● **AIM OF THE TASK**: Can you arrange the data below as a Markdown table with the columns "Row" and "Entry", starting at the line containing "of the dark" and ending at the line containing "[(196, 126)]"? Number each line in Row, put the line itself in Entry, and leave out blank lines.

═════ RECORDS PROVIDED ═════

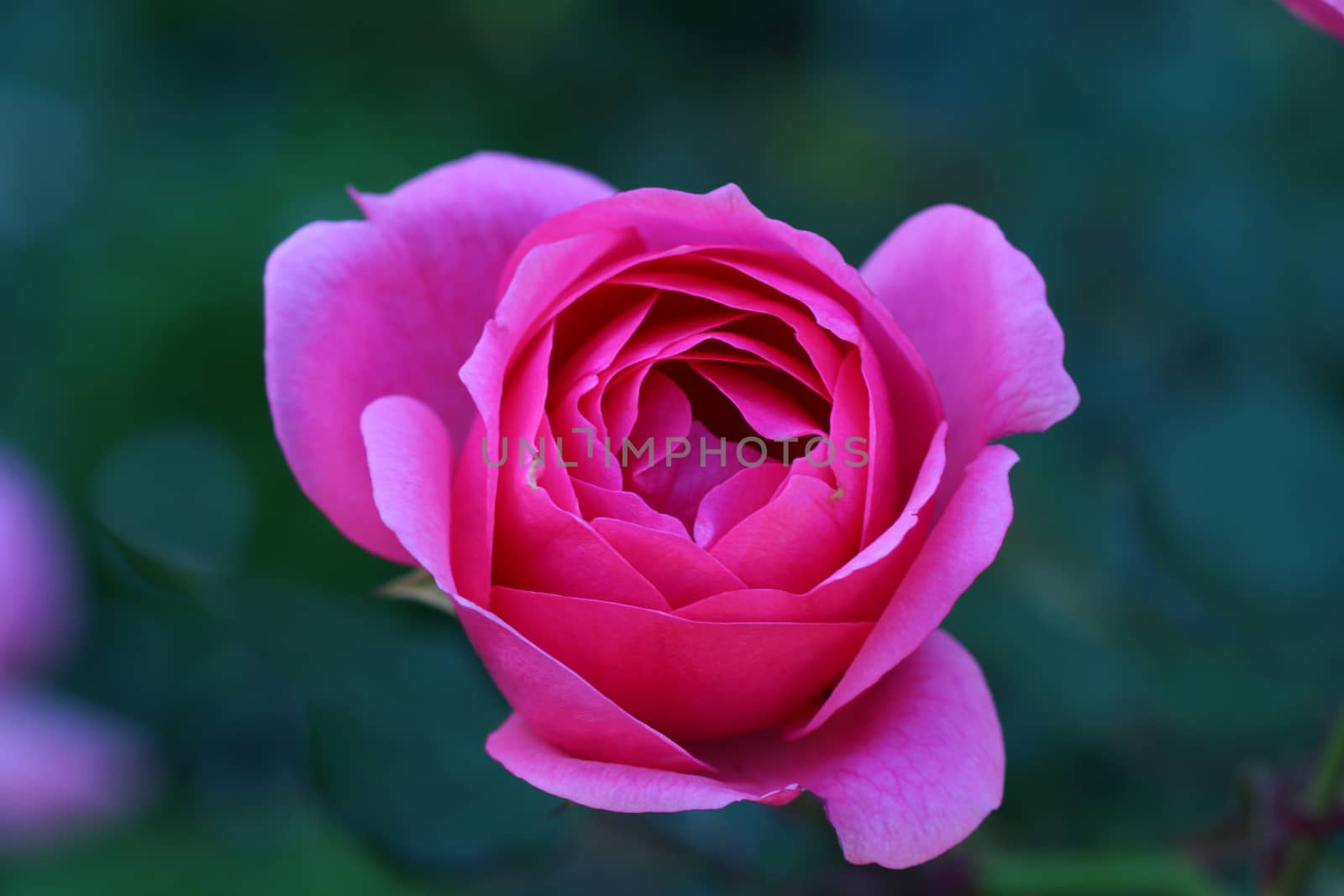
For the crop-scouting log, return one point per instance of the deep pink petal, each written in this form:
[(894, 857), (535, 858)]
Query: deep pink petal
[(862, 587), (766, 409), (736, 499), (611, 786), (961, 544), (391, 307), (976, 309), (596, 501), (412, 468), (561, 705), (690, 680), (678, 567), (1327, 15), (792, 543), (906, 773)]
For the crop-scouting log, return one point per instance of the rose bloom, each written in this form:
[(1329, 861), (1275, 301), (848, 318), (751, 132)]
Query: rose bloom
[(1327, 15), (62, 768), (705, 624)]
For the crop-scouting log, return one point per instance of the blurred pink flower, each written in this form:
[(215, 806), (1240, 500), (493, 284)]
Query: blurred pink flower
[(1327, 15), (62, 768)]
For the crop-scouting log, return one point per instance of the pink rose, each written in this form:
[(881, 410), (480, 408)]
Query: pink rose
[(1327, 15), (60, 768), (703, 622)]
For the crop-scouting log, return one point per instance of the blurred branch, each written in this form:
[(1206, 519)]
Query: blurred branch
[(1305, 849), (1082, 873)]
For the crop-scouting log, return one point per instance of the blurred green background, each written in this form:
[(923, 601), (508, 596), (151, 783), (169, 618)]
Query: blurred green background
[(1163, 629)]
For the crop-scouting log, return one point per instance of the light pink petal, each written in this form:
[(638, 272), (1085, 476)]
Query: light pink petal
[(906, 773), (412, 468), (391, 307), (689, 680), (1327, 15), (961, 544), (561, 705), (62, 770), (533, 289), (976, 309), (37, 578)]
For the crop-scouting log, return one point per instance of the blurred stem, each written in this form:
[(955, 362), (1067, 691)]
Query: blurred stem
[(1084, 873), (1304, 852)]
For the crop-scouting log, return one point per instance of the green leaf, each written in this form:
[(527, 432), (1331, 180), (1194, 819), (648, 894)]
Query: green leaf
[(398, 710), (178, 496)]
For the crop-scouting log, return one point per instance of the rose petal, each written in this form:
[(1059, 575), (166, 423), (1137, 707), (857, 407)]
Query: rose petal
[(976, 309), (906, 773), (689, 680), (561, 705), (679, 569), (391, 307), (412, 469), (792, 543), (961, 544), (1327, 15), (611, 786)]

═════
═════ RECORDS PROVIDED ═════

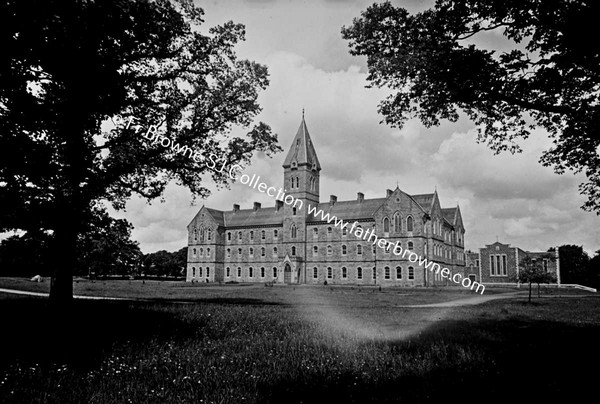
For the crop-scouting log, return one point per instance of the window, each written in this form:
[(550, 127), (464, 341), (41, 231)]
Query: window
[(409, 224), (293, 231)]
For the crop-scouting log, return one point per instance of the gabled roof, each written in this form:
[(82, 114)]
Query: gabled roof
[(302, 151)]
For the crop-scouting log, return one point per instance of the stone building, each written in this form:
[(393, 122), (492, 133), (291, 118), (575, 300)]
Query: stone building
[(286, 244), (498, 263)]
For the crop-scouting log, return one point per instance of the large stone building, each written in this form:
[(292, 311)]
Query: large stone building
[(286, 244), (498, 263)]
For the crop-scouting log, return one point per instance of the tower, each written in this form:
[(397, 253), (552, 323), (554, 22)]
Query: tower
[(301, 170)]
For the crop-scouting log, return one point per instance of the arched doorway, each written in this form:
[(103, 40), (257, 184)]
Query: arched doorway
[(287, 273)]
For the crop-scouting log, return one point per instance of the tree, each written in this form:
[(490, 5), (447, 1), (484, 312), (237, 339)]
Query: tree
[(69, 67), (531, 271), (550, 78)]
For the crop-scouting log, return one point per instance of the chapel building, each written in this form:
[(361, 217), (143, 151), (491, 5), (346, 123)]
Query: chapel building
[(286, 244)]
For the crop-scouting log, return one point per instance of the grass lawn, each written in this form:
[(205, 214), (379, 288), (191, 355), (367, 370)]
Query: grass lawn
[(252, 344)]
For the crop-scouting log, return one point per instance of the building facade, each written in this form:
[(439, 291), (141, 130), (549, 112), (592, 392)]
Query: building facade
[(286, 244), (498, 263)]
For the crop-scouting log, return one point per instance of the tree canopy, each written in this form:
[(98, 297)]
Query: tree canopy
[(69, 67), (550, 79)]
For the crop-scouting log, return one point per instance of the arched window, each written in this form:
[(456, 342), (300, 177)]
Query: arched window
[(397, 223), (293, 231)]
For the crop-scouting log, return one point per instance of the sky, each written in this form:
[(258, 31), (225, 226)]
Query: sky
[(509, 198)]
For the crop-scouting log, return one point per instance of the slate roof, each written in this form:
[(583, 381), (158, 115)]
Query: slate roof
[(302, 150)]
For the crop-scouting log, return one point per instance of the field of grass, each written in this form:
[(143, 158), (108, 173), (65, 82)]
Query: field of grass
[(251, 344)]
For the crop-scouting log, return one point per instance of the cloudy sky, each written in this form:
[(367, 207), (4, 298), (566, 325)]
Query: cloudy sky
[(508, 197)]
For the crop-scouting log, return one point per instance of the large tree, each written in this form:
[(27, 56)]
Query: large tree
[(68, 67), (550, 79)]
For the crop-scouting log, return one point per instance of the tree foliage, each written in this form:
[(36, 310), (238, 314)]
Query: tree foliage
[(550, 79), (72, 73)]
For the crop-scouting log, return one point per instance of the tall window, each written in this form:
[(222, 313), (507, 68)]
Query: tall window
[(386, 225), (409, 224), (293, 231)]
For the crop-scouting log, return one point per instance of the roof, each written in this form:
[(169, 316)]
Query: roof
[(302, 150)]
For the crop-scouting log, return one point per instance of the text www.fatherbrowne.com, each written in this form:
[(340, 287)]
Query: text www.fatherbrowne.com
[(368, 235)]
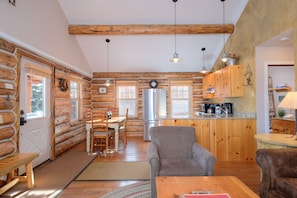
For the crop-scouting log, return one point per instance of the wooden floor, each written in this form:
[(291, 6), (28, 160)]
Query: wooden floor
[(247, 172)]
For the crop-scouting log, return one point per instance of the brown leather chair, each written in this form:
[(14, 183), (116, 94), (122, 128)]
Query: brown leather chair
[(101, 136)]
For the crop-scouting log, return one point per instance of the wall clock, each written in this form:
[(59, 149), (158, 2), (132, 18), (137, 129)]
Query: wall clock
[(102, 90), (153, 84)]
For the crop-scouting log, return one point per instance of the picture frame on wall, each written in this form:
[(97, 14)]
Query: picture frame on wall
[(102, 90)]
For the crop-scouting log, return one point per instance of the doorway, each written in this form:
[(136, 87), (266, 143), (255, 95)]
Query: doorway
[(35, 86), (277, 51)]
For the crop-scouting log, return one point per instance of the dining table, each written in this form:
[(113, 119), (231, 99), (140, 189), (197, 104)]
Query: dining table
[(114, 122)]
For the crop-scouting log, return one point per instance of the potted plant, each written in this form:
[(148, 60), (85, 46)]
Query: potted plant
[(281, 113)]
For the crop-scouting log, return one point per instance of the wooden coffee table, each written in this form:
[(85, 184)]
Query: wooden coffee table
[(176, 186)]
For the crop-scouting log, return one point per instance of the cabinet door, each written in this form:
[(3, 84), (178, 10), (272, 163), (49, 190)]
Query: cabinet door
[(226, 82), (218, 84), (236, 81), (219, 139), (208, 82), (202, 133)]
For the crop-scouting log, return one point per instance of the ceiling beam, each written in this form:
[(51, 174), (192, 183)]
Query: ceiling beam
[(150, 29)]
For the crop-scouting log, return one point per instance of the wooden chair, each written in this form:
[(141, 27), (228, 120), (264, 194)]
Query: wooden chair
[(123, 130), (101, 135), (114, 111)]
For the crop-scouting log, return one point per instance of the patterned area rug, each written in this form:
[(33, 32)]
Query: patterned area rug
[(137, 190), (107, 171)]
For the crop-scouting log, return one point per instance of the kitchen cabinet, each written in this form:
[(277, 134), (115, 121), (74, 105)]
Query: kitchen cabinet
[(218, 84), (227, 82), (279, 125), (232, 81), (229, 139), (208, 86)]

═════
═════ RECORDS PROVIDED ═════

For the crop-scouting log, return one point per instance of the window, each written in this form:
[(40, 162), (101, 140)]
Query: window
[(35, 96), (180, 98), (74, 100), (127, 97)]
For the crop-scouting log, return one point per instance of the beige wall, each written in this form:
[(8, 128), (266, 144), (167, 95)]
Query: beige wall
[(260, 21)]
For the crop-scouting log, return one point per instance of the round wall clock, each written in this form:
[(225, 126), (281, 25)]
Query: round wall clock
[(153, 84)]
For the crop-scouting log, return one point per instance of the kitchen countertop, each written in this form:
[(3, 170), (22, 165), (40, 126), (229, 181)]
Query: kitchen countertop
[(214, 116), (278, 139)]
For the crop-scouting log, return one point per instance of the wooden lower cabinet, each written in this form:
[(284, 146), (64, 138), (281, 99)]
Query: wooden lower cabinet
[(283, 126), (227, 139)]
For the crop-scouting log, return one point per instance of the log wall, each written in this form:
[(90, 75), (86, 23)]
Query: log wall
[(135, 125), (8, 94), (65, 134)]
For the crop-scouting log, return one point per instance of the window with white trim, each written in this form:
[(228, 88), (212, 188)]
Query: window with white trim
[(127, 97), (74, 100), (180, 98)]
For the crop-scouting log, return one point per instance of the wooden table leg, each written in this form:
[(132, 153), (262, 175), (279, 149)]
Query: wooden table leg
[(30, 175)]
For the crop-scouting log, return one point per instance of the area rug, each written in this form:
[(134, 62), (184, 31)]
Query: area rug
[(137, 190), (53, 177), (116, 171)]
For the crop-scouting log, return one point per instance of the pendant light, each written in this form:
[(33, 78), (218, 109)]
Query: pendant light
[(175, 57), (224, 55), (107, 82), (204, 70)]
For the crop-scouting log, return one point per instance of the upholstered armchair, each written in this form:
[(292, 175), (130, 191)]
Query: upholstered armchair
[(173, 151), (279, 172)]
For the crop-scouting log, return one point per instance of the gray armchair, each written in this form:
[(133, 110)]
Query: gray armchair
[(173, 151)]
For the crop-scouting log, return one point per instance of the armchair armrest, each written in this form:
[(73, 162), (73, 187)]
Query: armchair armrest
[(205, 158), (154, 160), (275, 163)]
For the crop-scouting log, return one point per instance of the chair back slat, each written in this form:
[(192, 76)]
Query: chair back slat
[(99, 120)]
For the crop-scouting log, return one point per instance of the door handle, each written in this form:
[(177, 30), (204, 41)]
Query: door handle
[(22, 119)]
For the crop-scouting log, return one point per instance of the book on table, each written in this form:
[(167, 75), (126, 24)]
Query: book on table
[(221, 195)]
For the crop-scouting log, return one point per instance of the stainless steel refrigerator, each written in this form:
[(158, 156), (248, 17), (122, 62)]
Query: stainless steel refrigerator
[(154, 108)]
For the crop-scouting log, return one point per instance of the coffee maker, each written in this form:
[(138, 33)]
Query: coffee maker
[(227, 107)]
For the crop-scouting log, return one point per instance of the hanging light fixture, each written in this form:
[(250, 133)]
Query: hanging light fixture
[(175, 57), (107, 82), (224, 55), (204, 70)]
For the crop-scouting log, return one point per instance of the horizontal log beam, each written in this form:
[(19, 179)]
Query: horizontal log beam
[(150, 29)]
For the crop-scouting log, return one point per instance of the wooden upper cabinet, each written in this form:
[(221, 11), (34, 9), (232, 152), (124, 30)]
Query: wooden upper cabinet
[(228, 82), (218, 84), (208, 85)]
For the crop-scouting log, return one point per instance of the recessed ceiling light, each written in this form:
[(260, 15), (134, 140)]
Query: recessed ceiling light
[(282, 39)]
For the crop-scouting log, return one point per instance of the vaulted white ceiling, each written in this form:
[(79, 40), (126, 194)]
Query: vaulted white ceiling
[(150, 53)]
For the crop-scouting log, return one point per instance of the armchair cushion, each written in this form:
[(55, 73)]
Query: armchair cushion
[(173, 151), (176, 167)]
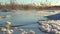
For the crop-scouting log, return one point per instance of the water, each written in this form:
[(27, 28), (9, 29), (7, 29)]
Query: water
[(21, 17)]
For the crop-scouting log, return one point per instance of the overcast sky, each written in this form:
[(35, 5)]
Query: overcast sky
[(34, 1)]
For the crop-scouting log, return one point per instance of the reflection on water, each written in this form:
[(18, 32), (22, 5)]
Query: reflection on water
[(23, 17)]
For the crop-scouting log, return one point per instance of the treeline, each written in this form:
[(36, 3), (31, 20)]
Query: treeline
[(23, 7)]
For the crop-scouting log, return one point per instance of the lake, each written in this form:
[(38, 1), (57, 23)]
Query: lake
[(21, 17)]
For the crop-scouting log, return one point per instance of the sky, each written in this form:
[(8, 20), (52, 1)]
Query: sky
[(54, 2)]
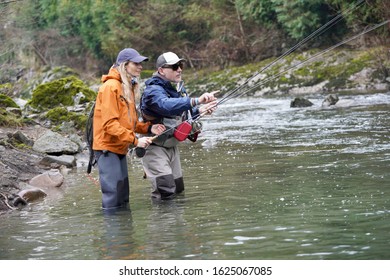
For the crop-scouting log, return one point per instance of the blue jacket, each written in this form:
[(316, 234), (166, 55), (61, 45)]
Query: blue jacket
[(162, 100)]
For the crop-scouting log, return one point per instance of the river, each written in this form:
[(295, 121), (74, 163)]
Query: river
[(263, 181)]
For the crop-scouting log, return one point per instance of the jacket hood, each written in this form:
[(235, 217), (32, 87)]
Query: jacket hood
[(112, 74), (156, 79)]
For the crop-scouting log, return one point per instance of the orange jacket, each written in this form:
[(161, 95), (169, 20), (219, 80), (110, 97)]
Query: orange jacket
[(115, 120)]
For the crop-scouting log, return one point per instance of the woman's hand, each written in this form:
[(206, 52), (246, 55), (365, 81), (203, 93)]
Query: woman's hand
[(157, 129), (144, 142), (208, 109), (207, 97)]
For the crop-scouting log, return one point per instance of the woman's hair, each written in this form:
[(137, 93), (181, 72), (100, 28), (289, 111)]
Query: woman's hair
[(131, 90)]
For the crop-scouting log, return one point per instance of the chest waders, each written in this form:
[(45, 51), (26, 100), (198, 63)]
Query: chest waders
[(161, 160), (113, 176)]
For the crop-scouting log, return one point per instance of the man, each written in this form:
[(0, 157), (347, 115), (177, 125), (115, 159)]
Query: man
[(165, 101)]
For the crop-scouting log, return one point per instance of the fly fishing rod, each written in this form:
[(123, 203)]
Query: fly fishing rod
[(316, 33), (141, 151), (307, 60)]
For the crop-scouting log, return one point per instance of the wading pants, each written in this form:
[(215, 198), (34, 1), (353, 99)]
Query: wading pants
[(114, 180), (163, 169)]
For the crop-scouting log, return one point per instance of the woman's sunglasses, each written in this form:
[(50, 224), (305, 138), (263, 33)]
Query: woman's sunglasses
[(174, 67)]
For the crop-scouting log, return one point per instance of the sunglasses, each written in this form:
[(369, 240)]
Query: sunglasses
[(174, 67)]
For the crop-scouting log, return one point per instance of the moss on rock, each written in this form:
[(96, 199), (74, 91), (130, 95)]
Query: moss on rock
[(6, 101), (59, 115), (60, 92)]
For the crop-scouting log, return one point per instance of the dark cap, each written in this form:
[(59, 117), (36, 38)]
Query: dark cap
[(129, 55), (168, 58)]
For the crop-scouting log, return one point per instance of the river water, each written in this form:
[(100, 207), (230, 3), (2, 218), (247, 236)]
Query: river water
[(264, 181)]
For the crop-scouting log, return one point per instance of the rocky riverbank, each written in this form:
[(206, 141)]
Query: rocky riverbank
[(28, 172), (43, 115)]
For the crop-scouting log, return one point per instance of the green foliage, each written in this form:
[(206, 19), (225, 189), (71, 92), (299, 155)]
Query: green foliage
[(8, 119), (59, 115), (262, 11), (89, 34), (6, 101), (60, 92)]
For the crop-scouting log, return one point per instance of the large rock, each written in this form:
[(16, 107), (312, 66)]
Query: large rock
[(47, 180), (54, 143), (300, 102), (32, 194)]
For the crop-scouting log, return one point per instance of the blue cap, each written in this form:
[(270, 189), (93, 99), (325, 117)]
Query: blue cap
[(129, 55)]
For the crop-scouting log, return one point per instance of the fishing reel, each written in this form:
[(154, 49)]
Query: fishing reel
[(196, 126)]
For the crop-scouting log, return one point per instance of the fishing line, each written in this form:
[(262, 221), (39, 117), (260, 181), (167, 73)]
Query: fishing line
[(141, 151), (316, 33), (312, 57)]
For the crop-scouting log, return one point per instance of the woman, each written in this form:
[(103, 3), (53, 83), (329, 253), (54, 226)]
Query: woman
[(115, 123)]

═════

● **SOLVED EXERCISE**:
| Row | Entry |
|---|---|
| 1 | For the crop-scouting log, return one point per instance of the dark cap, each written in this form: |
| 2 | [(59, 117), (36, 38)] |
| 3 | Query: dark cap |
| 4 | [(129, 55), (168, 58)] |
| 5 | For the crop-scouting log, return one point per instance of the river water, each written in this form: |
| 6 | [(100, 207), (230, 3), (2, 218), (247, 236)] |
| 7 | Query: river water |
| 8 | [(264, 181)] |
| 9 | For the crop-scouting log, return one point per instance of the rocky riverbank, each written in this form: |
| 10 | [(206, 141)] |
| 11 | Query: rocky riverbank |
| 12 | [(28, 172), (43, 115)] |
| 13 | For the crop-scouting log, return one point per instance of the green foliage, each written in this form: |
| 14 | [(206, 19), (225, 189), (71, 92), (299, 155)] |
| 15 | Query: green foliage |
| 16 | [(8, 119), (59, 115), (262, 11), (89, 34), (6, 101), (60, 92)] |
| 17 | For the crop-scouting log, return one point per instance of the large rock, each written in this form: |
| 18 | [(16, 107), (312, 66)] |
| 19 | Query: large rock |
| 20 | [(47, 180), (54, 143), (300, 102), (32, 194)] |
| 21 | For the crop-scouting log, return one point per instance of the blue cap, each written in this form: |
| 22 | [(270, 189), (93, 99), (325, 117)] |
| 23 | Query: blue cap |
| 24 | [(129, 55)] |
| 25 | For the crop-scouting log, return one point per instance of the fishing reel, each written in this form: |
| 26 | [(154, 49)] |
| 27 | Query: fishing reel |
| 28 | [(196, 126)] |